-------- SOURCE MATERIAL
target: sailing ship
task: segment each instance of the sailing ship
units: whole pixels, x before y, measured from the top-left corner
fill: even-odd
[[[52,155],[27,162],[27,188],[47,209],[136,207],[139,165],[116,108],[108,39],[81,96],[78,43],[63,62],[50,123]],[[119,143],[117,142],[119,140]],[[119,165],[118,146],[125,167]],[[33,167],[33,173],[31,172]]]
----------------
Rewrite the lines of each item, changing "sailing ship" to "schooner" and leaving everything else as it is.

target: schooner
task: segment each instance of the schooner
units: whole pixels, x before y, measured from the top-left corner
fill: even-odd
[[[52,155],[27,162],[27,188],[47,209],[136,207],[139,165],[116,108],[108,39],[81,96],[78,43],[63,62],[50,123]],[[119,143],[117,142],[119,140]],[[119,165],[118,146],[125,167]],[[33,167],[33,173],[31,172]]]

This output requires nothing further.